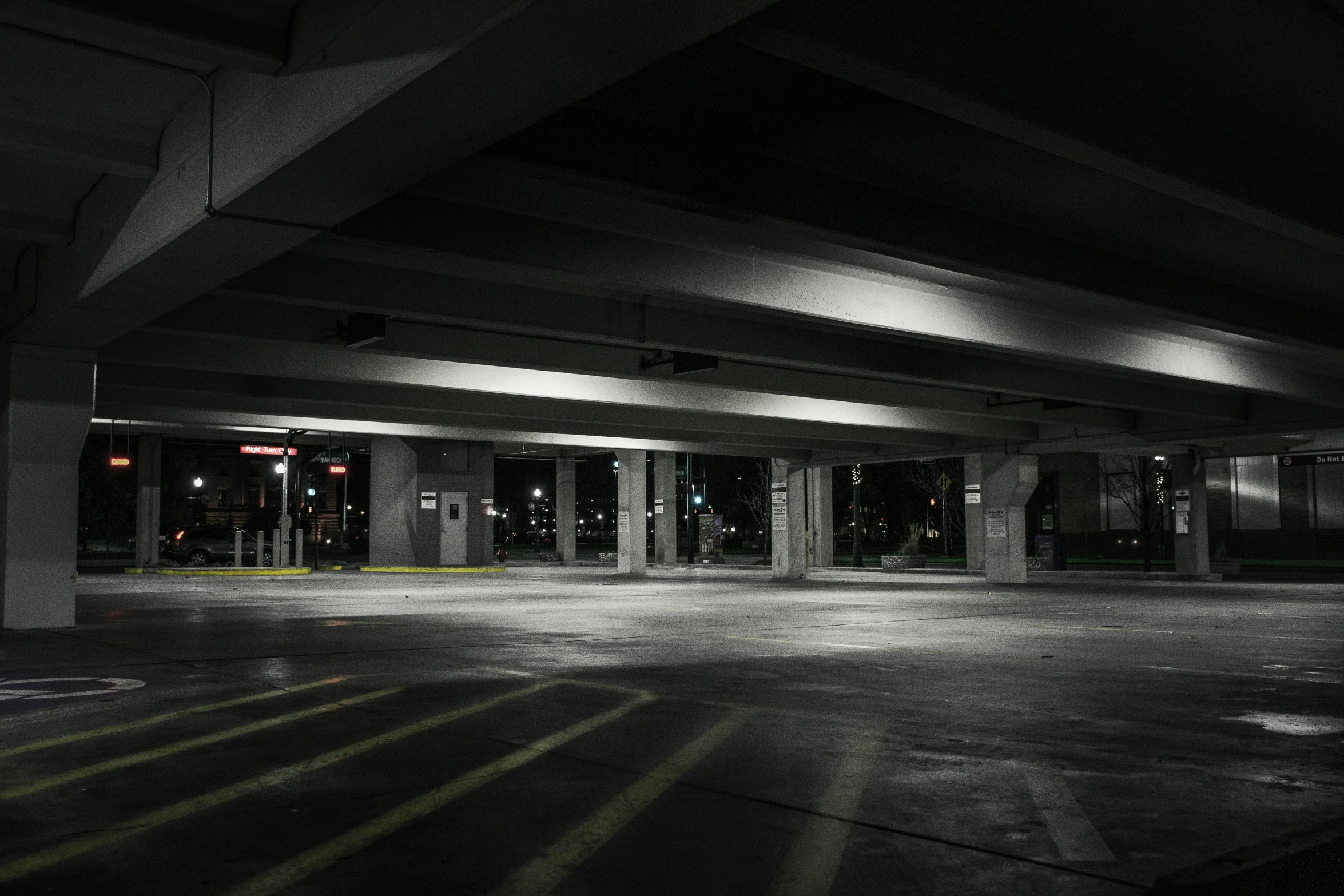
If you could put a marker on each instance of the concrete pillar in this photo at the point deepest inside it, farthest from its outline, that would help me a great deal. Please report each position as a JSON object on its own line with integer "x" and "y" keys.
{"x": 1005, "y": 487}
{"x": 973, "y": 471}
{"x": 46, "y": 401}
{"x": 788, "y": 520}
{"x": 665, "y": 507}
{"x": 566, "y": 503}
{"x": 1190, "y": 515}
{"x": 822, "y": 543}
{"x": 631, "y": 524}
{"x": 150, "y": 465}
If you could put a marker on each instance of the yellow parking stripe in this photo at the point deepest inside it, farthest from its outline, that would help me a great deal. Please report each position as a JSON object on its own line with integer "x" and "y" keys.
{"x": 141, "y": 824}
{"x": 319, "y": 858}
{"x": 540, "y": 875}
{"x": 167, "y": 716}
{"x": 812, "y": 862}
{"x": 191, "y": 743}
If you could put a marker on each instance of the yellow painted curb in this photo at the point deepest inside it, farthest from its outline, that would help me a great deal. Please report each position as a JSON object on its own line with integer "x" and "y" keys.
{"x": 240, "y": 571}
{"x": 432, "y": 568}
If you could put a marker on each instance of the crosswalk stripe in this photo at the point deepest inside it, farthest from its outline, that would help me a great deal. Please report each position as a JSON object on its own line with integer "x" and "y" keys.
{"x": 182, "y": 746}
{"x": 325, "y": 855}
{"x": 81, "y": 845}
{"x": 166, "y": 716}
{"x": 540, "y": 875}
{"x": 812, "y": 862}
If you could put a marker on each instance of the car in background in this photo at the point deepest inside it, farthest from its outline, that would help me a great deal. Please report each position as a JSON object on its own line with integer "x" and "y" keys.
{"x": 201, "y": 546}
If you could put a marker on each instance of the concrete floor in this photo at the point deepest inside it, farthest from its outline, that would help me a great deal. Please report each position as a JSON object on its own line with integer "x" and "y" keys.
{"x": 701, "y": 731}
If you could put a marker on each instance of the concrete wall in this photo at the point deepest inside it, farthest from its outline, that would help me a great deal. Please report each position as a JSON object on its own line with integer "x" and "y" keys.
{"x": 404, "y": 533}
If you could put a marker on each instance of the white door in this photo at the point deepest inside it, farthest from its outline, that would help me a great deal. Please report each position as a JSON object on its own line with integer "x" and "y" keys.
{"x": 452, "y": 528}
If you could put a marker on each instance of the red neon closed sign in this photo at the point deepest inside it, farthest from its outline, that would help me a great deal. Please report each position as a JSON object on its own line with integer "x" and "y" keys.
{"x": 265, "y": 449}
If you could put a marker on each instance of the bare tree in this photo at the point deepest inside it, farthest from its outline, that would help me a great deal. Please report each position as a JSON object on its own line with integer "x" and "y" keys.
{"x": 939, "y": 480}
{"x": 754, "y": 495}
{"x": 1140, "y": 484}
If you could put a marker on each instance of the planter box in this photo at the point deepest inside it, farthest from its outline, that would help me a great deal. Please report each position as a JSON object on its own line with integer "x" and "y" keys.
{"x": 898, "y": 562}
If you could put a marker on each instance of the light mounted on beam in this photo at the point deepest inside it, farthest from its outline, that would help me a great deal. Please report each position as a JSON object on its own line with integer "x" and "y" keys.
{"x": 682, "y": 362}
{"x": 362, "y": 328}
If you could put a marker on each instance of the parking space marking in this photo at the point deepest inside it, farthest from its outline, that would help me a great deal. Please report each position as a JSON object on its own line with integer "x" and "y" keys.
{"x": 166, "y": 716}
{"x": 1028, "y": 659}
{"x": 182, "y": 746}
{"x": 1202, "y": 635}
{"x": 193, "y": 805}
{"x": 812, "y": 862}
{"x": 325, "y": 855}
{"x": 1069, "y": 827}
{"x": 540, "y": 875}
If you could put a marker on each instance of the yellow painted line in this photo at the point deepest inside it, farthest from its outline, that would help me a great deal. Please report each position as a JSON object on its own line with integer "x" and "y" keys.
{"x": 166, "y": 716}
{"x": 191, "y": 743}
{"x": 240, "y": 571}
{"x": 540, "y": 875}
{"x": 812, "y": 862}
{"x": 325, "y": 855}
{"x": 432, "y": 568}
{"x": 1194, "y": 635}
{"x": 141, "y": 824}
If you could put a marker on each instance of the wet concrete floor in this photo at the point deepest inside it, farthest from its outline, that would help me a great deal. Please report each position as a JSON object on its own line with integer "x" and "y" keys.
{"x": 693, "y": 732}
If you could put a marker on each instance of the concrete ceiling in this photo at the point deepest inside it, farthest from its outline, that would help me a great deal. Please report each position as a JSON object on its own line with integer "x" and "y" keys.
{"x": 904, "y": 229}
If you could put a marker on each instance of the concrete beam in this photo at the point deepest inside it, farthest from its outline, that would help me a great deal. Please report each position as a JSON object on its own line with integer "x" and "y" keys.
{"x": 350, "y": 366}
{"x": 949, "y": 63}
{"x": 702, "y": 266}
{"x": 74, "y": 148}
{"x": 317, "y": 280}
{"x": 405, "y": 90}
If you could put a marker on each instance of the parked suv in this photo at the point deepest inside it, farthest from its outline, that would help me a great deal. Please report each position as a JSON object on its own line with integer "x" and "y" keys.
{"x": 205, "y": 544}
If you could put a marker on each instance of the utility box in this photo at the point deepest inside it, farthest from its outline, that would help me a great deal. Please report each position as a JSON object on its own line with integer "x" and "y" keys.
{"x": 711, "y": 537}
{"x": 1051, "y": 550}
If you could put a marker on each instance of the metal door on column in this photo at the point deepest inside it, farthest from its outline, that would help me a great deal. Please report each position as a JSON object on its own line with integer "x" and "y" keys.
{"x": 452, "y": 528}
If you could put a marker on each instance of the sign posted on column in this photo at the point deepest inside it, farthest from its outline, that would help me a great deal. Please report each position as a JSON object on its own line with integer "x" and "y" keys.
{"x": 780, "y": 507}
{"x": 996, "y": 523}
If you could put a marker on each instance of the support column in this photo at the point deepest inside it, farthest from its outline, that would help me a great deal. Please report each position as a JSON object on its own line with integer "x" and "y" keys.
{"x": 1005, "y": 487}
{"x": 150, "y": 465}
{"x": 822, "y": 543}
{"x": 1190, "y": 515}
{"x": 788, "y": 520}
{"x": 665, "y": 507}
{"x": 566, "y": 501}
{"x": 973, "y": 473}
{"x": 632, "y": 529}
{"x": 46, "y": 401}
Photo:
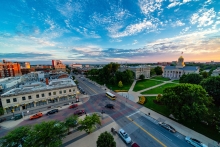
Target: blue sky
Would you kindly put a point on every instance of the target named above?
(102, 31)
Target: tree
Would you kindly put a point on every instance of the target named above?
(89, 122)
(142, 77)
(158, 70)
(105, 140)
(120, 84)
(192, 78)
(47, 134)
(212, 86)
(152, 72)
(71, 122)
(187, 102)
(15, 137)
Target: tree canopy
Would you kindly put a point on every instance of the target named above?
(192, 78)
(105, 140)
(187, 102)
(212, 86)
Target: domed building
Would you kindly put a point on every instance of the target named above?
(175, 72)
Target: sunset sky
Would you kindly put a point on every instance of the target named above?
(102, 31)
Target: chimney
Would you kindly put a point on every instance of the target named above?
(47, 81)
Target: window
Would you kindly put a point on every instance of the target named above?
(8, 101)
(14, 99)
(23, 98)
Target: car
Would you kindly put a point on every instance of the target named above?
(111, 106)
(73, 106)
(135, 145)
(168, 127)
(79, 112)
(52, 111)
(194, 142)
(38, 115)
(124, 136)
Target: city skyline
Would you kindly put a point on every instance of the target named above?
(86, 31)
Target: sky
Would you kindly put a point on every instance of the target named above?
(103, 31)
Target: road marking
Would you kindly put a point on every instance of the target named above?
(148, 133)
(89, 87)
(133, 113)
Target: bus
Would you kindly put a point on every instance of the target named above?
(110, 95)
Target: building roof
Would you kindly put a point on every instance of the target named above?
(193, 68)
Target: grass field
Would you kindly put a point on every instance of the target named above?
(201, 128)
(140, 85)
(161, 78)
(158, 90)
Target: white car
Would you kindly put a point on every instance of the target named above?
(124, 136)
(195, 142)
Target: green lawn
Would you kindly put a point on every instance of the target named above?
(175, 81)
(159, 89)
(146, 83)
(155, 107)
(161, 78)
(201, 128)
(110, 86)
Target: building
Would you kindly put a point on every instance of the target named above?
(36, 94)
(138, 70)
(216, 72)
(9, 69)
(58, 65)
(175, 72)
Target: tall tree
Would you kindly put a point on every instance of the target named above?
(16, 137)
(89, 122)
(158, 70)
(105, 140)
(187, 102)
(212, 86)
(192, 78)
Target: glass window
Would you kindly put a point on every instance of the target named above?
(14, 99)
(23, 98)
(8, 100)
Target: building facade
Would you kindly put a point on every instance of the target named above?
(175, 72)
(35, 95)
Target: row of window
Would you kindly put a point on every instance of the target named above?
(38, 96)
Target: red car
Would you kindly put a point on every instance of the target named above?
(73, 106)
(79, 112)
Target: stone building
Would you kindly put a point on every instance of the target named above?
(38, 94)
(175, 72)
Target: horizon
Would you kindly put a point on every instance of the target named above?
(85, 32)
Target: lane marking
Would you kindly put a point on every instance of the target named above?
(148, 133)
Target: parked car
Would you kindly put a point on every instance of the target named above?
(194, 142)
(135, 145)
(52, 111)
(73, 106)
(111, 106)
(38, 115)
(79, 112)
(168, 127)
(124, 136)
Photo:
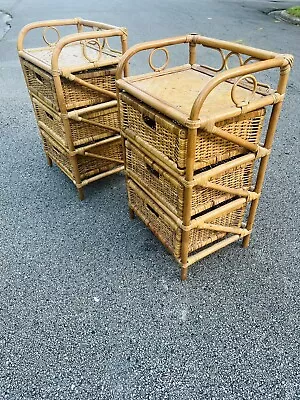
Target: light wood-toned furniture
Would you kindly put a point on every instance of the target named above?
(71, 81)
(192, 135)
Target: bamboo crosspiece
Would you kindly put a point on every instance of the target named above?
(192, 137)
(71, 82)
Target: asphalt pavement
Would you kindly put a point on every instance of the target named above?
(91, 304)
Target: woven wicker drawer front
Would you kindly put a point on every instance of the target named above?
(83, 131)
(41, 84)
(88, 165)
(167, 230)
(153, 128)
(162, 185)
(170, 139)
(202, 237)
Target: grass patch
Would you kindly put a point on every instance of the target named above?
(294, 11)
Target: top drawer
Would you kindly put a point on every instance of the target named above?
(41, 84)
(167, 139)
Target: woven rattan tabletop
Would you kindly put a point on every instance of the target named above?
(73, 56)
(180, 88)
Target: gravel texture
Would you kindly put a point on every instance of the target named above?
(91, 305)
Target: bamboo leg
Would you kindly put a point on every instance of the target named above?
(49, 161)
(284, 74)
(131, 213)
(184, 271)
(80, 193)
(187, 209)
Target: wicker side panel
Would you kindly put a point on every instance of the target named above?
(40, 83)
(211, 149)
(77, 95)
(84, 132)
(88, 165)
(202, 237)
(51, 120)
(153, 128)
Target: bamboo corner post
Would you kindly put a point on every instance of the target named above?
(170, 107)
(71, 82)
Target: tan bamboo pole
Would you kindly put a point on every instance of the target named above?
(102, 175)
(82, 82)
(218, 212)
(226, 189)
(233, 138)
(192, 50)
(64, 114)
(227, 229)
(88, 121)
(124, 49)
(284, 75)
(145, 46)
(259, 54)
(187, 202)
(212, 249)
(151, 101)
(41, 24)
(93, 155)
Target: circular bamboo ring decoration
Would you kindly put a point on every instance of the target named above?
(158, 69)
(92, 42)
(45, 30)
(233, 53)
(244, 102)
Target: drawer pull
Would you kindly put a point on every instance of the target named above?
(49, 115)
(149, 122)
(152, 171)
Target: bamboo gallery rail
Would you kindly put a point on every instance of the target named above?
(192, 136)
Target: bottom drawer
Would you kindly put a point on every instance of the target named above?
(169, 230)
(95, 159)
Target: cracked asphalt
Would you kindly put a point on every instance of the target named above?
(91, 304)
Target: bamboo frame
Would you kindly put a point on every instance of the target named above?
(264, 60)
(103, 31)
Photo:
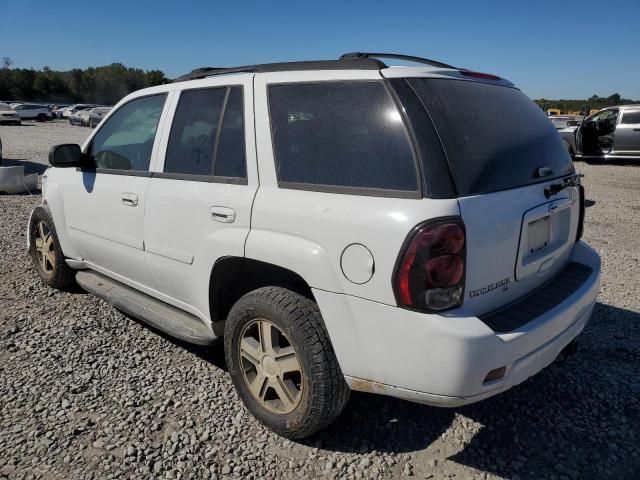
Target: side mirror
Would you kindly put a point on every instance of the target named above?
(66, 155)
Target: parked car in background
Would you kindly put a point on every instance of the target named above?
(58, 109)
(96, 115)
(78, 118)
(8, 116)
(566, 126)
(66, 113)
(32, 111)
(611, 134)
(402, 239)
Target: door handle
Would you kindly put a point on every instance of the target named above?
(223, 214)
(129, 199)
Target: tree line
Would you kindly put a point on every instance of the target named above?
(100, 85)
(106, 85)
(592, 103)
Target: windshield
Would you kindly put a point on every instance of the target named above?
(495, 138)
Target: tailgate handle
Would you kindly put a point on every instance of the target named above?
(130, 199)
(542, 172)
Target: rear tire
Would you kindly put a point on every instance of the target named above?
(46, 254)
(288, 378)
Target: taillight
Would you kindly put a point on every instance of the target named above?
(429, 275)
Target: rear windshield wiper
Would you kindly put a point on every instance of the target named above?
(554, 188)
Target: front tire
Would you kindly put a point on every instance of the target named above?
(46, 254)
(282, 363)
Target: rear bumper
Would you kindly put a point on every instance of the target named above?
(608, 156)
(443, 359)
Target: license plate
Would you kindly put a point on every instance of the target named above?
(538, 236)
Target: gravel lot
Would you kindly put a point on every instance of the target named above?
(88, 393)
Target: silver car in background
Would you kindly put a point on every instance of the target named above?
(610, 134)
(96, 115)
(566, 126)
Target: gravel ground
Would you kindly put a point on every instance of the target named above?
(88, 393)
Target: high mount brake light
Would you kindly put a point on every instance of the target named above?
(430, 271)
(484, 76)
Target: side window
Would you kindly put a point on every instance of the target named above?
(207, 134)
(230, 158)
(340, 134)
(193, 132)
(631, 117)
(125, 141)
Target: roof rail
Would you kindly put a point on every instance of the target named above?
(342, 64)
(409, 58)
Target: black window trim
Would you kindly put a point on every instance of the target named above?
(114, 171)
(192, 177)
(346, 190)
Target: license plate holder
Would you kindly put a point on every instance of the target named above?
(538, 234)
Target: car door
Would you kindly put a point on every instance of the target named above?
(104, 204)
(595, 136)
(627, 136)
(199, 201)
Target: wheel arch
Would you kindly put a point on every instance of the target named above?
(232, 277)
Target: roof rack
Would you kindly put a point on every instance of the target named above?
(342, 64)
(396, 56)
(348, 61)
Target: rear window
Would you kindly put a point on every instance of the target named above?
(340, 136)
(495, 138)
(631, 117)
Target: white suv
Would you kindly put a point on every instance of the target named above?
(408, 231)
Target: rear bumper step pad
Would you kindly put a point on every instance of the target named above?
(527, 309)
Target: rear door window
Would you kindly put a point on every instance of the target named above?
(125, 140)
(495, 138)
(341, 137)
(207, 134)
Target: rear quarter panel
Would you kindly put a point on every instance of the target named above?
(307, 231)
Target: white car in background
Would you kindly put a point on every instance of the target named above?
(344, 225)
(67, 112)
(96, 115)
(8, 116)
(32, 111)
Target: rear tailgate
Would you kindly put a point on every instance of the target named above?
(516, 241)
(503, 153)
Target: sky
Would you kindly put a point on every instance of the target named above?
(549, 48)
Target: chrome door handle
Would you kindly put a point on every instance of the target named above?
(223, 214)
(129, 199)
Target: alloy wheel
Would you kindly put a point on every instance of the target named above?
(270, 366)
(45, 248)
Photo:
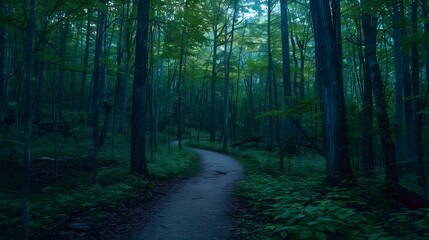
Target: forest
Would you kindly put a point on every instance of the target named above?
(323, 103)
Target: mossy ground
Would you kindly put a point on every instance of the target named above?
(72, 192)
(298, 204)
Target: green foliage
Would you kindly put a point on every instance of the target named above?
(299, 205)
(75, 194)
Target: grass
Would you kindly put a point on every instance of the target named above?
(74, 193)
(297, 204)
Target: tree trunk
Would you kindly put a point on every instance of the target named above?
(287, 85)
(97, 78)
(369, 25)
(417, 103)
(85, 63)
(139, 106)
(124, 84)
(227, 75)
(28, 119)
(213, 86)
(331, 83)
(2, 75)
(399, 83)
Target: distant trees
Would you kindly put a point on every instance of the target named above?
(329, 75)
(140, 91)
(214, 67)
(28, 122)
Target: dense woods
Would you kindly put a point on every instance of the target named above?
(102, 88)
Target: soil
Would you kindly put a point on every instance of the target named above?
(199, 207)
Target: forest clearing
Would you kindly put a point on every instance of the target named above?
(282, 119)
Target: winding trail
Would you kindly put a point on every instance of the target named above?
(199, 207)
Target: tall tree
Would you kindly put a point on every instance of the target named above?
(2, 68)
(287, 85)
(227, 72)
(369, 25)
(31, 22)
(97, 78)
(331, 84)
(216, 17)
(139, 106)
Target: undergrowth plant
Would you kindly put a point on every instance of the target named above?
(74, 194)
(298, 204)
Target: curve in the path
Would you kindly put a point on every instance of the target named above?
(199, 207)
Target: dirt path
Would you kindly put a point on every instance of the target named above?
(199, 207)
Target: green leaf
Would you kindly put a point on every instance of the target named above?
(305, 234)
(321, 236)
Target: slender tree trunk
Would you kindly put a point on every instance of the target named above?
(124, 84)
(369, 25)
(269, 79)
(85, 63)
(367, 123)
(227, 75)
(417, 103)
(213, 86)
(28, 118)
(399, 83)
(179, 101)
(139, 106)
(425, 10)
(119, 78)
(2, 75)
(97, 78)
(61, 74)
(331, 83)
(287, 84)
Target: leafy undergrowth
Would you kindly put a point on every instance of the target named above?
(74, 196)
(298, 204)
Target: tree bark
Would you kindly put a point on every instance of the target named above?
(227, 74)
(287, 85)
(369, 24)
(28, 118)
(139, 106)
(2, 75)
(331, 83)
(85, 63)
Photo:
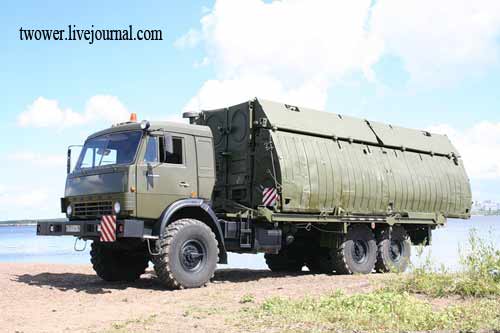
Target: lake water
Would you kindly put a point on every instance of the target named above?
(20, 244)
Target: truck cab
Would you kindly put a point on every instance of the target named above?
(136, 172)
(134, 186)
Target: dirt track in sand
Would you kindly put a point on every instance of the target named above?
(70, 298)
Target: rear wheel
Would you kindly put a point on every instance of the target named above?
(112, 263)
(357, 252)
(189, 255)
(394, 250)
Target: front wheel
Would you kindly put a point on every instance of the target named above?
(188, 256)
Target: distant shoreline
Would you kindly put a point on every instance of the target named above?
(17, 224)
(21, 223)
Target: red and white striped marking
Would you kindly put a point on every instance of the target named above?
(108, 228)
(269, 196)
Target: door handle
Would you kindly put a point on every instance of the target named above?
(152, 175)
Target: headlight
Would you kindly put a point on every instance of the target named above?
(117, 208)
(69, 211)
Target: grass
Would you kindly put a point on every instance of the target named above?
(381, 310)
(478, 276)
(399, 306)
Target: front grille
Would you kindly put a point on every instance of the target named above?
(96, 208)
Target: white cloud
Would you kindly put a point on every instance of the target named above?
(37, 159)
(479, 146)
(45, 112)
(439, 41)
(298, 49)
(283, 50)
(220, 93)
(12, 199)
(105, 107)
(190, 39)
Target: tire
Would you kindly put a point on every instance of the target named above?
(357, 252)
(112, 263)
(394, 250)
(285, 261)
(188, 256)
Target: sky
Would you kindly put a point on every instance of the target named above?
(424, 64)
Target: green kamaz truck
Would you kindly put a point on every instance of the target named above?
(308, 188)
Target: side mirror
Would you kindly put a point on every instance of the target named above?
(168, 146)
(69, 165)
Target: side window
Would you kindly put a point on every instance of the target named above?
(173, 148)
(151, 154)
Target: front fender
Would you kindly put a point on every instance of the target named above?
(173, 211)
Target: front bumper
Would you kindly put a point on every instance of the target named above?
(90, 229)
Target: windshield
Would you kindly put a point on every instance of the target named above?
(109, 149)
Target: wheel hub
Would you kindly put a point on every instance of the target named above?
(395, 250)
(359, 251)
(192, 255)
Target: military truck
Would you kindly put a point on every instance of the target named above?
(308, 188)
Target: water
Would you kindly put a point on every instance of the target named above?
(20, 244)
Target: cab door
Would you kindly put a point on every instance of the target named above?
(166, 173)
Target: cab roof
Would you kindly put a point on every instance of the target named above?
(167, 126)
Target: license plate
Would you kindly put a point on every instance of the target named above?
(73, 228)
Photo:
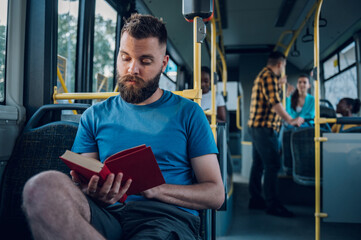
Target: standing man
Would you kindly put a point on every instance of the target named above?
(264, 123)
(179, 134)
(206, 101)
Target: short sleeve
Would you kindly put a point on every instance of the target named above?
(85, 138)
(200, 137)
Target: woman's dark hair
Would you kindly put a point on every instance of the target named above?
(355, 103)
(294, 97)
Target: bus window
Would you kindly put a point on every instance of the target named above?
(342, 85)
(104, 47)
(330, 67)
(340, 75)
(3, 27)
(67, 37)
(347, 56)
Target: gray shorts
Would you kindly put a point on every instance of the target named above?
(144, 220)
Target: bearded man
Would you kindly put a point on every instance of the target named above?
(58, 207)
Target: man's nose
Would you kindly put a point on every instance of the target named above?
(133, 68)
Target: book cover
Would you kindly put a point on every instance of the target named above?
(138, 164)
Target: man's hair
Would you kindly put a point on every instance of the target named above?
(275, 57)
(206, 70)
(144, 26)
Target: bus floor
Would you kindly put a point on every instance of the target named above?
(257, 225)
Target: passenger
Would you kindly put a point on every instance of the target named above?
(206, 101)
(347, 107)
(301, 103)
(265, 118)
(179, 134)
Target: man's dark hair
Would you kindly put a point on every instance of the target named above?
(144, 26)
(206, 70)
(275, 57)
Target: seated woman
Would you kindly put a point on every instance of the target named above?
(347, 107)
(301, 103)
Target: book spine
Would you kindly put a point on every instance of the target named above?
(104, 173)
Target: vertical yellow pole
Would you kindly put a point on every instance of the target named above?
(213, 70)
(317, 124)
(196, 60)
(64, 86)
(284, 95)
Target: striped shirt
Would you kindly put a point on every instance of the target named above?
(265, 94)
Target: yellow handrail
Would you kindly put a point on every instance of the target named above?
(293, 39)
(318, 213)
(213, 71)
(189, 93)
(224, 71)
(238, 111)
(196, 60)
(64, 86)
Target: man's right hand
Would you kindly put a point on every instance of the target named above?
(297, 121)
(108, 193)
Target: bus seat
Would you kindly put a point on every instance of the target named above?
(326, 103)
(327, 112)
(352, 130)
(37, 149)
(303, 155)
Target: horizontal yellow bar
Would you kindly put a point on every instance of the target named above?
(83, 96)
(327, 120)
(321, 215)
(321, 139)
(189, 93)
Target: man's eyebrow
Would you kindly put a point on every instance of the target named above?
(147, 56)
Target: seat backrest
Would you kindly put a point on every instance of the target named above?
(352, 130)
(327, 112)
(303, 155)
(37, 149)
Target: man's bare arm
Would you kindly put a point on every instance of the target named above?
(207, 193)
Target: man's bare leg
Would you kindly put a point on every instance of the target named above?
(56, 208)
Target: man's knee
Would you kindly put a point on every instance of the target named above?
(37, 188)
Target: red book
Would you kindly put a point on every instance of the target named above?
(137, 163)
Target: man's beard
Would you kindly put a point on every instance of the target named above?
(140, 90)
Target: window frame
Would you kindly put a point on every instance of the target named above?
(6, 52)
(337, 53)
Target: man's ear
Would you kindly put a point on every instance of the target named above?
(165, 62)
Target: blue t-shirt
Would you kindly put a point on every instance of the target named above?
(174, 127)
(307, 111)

◆ ◆ ◆ ◆ ◆

* Aim of the exercise *
Copy exactly the lines of the listing above, beginning at the line with "Target: bus seat" and ending at its final line; write out nothing else.

* Full response *
Target: bus seat
Would you kindly put a point on every instance of the target named above?
(326, 103)
(327, 112)
(352, 130)
(37, 149)
(303, 155)
Target: horizontal yellow bar
Would you kindly put a point on every instance of the target named above?
(83, 96)
(327, 120)
(321, 215)
(321, 139)
(189, 93)
Target: man's eyebrow
Would you kindly put a point on every instance of the target named above?
(147, 56)
Target: seat backrest
Would you kindly put a point on every instance of the target named above?
(352, 130)
(327, 112)
(303, 155)
(37, 149)
Target: man's bare arm
Would you kindly put a point on every instance of the target named above?
(207, 193)
Target: man's bare leg
Would you kindly put a point on every instance of the target named above?
(56, 208)
Target: man's knee
Would you kindly put a point on every instance of the target named above?
(37, 188)
Target: red book
Would you kindly put a point on every instance of the target named above?
(137, 163)
Target: man's beard
Would you kindly put a point on every instance of the target named above?
(140, 90)
Target: window frame
Would you kindly put a point on every instance of the target named above?
(6, 52)
(337, 53)
Target: man's ear
Would you kindly put a point on every instance of the target named above?
(165, 62)
Target: blue t-shirt
Would you kindly put a point on every instance of the target named above?
(174, 127)
(307, 111)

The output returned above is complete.